→ **Task description**: All that should come back is the lines of the data below from the one containing "query | alloy wheel" to the one containing "Put a point on the yellow", inclusive, exactly as they stand.
╭─ Source data
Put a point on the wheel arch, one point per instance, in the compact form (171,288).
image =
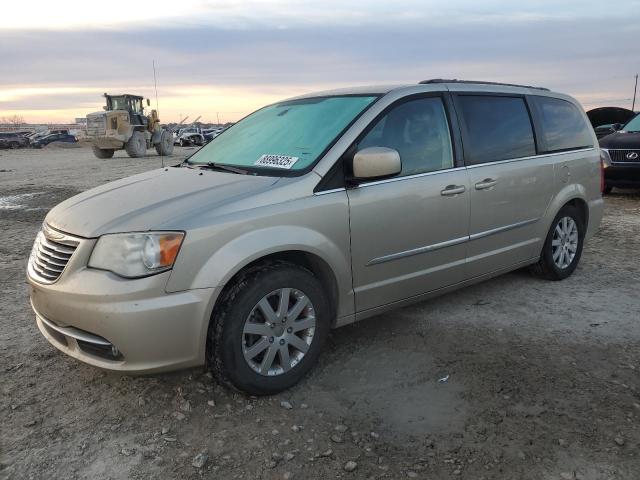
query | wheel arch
(575,195)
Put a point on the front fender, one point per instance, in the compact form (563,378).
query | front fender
(233,256)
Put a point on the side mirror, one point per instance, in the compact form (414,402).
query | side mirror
(376,162)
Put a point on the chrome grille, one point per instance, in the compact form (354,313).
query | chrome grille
(621,156)
(49,256)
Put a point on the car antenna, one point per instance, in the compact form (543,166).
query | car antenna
(155,84)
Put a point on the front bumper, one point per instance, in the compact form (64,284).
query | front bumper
(122,324)
(625,175)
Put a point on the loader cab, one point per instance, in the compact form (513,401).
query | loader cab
(130,103)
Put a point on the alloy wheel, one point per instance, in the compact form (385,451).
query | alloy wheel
(564,243)
(278,332)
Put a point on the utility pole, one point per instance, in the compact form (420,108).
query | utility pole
(635,89)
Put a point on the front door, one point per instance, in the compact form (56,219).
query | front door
(409,233)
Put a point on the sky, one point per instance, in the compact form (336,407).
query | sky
(223,59)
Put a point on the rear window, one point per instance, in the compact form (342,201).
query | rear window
(562,126)
(495,128)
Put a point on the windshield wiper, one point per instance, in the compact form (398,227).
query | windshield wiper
(223,167)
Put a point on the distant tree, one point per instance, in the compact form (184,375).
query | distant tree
(14,120)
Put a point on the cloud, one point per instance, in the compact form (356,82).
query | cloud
(298,47)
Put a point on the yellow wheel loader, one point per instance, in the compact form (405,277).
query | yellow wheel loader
(123,125)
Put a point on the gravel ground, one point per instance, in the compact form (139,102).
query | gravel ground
(543,377)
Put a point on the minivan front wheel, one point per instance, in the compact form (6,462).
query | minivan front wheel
(563,245)
(269,329)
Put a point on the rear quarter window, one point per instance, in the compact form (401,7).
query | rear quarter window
(495,128)
(562,126)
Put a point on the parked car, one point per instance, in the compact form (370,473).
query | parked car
(606,120)
(38,135)
(13,140)
(54,137)
(189,136)
(622,149)
(211,133)
(313,213)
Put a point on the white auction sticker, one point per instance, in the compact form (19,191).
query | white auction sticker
(276,161)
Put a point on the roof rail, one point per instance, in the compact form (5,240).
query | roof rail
(454,80)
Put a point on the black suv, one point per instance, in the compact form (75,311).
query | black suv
(623,149)
(13,140)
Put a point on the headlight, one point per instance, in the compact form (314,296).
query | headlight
(605,158)
(134,255)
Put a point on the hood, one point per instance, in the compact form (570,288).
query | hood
(161,199)
(621,139)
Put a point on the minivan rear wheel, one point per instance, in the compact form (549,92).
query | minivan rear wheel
(563,246)
(269,328)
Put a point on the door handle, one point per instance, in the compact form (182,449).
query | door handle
(451,190)
(486,183)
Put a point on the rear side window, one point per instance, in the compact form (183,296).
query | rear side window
(562,127)
(495,128)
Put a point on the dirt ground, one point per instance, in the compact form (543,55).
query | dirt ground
(543,377)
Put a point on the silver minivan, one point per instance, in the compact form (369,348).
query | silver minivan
(313,213)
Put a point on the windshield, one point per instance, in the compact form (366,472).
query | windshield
(286,136)
(633,125)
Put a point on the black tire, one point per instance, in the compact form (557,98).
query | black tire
(224,345)
(136,147)
(165,146)
(546,267)
(103,152)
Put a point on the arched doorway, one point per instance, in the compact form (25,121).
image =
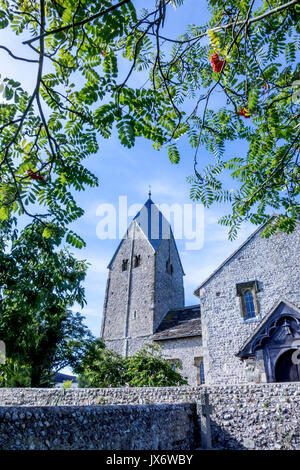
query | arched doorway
(285,369)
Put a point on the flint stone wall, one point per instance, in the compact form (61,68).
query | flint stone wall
(247,416)
(115,427)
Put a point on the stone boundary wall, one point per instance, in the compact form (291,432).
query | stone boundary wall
(125,427)
(247,416)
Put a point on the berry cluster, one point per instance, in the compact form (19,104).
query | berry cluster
(244,112)
(35,175)
(216,63)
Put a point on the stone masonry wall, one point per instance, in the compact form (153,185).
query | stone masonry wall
(185,350)
(169,290)
(247,416)
(274,263)
(125,427)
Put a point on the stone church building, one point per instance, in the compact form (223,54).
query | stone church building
(249,325)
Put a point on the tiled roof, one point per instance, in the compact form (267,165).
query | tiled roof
(180,323)
(261,227)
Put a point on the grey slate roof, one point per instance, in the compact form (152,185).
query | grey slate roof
(180,323)
(153,224)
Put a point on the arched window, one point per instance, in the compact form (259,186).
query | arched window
(124,264)
(249,304)
(137,261)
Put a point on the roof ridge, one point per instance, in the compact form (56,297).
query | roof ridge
(196,292)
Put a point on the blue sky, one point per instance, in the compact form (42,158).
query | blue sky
(129,172)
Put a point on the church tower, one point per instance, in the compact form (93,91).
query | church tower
(145,282)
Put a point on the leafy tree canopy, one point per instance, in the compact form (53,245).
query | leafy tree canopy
(245,55)
(102,367)
(38,285)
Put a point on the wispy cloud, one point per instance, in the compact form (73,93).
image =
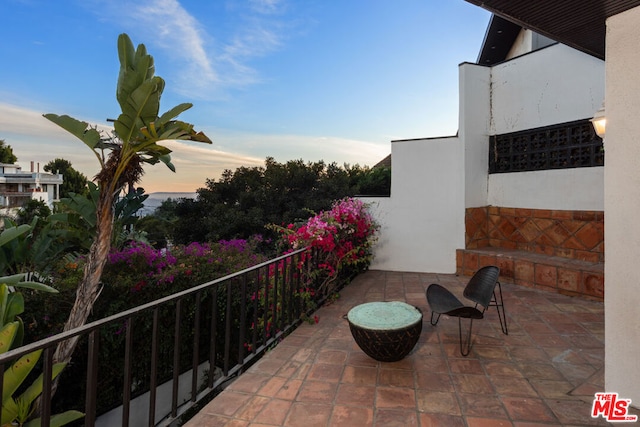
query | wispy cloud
(207,64)
(34,138)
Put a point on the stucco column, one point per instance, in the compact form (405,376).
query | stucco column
(622,206)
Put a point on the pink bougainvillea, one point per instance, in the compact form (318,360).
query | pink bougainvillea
(341,239)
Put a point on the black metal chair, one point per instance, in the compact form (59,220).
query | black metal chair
(481,289)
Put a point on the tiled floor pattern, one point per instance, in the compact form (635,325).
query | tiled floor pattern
(543,373)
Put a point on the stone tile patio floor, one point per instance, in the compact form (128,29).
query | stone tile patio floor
(544,373)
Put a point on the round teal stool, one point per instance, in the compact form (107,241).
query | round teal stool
(385,331)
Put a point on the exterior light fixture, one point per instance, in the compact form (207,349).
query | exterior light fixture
(599,122)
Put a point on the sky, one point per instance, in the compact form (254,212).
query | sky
╰─
→ **Result for this task**:
query | alloy wheel
(564,243)
(278,332)
Put a point on the utility pole, one point per instance, in the compact form (420,108).
query | utility pole
(635,89)
Put a point on the front door, one point per instance, in the compact form (56,219).
query | front door
(409,233)
Put a point on the sky, one point per instance, in the compact form (336,407).
query | sky
(223,59)
Put a point on the rear window, one point per instance, in the compact form (342,201).
query | rear window
(562,126)
(495,128)
Put a point on the windshield wiper, one point per instance, in the compact form (398,227).
query | windshield wiper
(223,167)
Put a point on the distant tree, one point per instance, in the compact form (184,375).
query | distant tree
(14,120)
Put a point on the cloud, one point per instance, in the compact form (356,82).
query | cloud
(298,47)
Put a point on the yellow wheel loader, one point per instance, in the compact form (405,277).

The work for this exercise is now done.